===== Data under study

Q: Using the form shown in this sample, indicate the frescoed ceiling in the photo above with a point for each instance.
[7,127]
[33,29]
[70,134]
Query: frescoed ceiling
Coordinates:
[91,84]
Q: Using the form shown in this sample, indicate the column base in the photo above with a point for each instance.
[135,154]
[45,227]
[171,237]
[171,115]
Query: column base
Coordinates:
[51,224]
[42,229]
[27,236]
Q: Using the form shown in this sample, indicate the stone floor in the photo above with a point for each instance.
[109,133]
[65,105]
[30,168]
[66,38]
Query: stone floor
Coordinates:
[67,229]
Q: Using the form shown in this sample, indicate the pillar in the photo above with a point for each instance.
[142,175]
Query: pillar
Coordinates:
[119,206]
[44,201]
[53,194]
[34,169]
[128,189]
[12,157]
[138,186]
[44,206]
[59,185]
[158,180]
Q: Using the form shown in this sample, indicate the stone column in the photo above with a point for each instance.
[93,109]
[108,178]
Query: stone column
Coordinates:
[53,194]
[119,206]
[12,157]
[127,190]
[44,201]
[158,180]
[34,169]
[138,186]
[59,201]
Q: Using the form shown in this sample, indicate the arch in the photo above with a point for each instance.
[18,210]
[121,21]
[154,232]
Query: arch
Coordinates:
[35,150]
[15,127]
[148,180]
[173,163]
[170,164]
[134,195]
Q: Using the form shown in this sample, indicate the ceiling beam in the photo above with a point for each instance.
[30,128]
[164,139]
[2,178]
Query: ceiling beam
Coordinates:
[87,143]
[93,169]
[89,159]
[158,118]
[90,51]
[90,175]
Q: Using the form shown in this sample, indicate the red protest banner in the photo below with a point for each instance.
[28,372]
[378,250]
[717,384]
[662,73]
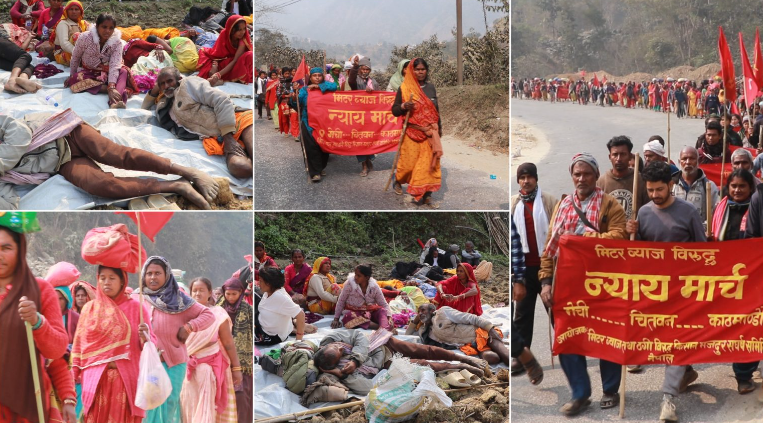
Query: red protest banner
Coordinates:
[352,123]
[658,302]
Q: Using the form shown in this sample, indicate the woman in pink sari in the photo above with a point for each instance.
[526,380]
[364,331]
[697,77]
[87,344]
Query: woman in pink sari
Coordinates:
[208,394]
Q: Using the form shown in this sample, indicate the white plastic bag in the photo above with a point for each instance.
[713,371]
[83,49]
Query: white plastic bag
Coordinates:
[154,385]
[399,392]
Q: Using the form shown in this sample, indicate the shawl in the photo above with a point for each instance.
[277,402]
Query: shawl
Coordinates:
[235,284]
[567,219]
[397,78]
[103,334]
[453,286]
[424,111]
[81,23]
[540,222]
[721,217]
[316,270]
[224,47]
[18,396]
[169,298]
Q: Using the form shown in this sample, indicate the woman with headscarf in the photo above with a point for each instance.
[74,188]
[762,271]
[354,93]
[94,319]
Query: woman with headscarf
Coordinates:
[231,57]
[106,362]
[316,158]
[241,314]
[362,304]
[70,26]
[321,290]
[25,299]
[97,65]
[83,293]
[174,316]
[397,78]
[418,164]
[460,291]
[208,394]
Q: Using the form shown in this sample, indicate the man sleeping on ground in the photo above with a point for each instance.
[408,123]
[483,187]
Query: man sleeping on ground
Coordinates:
[42,144]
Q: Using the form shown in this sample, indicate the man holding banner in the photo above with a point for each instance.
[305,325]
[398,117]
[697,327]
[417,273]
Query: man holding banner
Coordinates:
[667,219]
[588,212]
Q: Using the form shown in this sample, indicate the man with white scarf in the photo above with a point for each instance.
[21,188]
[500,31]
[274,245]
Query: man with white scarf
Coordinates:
[531,210]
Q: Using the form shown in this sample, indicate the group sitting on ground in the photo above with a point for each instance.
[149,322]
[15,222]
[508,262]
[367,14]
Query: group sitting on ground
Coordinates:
[443,310]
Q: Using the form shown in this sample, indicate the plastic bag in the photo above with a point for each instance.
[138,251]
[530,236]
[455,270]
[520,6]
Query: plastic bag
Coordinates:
[400,392]
[154,385]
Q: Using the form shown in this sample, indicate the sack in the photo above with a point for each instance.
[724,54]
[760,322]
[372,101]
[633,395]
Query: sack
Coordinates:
[154,385]
[399,392]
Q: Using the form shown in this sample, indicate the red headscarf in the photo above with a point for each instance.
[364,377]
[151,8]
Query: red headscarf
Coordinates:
[224,47]
[453,286]
[103,333]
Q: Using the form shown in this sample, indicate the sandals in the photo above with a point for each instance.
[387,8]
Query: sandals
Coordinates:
[574,407]
[609,401]
[745,386]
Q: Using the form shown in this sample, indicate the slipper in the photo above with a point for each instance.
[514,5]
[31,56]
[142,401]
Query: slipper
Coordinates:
[471,378]
[455,379]
[609,401]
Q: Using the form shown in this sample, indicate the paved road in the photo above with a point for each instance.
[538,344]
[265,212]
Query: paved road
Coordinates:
[571,128]
[281,182]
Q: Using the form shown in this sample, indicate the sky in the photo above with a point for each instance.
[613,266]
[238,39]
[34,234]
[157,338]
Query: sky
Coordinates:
[363,21]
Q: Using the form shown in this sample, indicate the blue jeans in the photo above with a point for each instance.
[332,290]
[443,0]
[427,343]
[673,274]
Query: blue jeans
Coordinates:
[743,371]
[575,369]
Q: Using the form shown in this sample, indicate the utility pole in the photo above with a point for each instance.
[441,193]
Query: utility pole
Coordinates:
[459,44]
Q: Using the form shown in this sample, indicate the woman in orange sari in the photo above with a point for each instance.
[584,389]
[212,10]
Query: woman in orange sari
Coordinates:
[231,57]
[460,292]
[106,362]
[419,156]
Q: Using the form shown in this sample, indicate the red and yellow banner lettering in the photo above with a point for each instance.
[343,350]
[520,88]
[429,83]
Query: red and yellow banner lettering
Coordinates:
[658,302]
[352,123]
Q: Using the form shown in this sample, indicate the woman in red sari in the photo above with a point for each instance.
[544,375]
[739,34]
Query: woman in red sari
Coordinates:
[107,361]
[231,57]
[460,292]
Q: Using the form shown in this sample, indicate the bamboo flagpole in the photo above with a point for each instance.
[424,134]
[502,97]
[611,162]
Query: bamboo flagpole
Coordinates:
[399,144]
[634,216]
[35,376]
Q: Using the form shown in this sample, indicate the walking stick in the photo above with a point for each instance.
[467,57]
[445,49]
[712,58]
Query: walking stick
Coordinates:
[399,144]
[302,141]
[35,376]
[634,215]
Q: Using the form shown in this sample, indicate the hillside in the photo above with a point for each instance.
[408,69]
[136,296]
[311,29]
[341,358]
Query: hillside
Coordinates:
[212,245]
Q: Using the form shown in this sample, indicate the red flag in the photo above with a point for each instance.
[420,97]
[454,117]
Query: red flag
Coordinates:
[302,71]
[150,222]
[727,67]
[757,67]
[750,85]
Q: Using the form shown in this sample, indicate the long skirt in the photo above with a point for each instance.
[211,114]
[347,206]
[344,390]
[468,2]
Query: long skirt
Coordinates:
[243,70]
[413,168]
[111,403]
[169,412]
[197,398]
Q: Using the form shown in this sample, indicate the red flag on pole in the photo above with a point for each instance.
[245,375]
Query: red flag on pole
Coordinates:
[301,72]
[727,66]
[150,222]
[750,85]
[757,67]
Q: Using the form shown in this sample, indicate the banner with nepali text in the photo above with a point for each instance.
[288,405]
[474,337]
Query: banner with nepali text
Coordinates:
[634,302]
[352,123]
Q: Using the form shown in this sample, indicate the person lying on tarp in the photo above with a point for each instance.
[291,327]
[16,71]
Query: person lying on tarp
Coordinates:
[452,329]
[347,360]
[192,109]
[64,144]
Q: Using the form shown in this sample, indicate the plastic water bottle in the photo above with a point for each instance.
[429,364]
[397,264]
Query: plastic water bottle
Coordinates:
[45,97]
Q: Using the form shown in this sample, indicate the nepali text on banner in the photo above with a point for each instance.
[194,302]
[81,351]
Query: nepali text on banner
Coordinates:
[352,123]
[633,302]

==========

Problem >>
Copy every line from the records above that contains the string "orange".

Output of the task >>
Q: Using the form shown in this sample, indicate the woman in orange sari in the photo above with a point for each instance.
Query: woman in orange sari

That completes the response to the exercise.